======== Passage for review ========

Temple University physician Rohit Soans worries that patients using weight-loss medications may be considering risky options to keep taking these popular drugs.
As new restrictions on popular GLP-1 weight-loss drugs like Ozempic kicked in this month, social media forums are being flooded with worried consumers unsure how they would get the drugs, which cost hundreds without insurance coverage. Some recommend seeking them from other countries, outside of federal regulation.
That prospect has physicians like Soans and state authorities raising alarms about the dangers of seeking weight-loss drugs outside of legitimate sources. Law enforcement officials have noted a rise in counterfeit GLP-1 weight-loss drugs that can produce dangerous side effects.
“Patients should be really careful,” said Soans, the medical director of Temple University Hospital’s bariatric surgery division, noting the difficulty that patients face in navigating the shifting availability of GLP-1 drugs.

========

#### Exercises to complete:
1. According to the GLP-1 article, what position does Rohit Soans hold?
2. Carry on the GLP-1 article from its last sentence.
The lines after this point are separate material and not part of the GLP-1 article.

======== Recorded data ========

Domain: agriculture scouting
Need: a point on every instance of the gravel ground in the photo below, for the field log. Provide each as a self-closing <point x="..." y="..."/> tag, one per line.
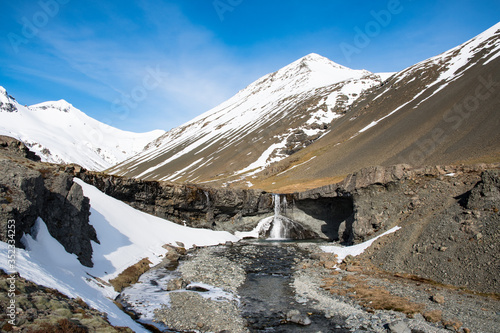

========

#### Answer section:
1. He is the medical director of Temple University Hospital's bariatric surgery division.

2.
Ahead of the summer, when more patients might be looking to lose weight, Pennsylvania Attorney General Dave Sunday is also warning about the dangers of counterfeit GLP-1 drugs. He and 35 other attorneys general from around the country in February asked authorities to step up enforcement around fake drugs.
The attorneys general cited news reports finding dangerous contaminants in GLP-1 drugs purchased online from vendors claiming to supply prescription medications sold commercially as Ozempic, Wegovy, and other brand names.
GLP-1 receptor agonists are now prescribed to about one in eight American adults. They mimic the effects of the GLP-1 hormone to regulate blood sugar levels. Some are approved by the FDA only to treat diabetes or cardiovascular disease, but others are approved to encourage weight loss as well.
In a February letter to the FDA, several state attorneys general highlighted reports from the agency as well as coverage in the New York Times and other news outlets about a rise in counterfeit GLP-1 drugs sourced from China, Turkey, and India, which can contain other drugs, contaminants, and “dangerously high amounts of active ingredients.”
They also warned of online shops selling the active ingredients in GLP-1 drugs without prescriptions on social media; these sellers, too, sometimes use ingredients sourced from outside the U.S.
In some cases, counterfeit drugs have landed people in the hospital, including three people in the United States whose blood sugar levels plummeted after, authorities suspect, they took fake Ozempic, Reuters reported.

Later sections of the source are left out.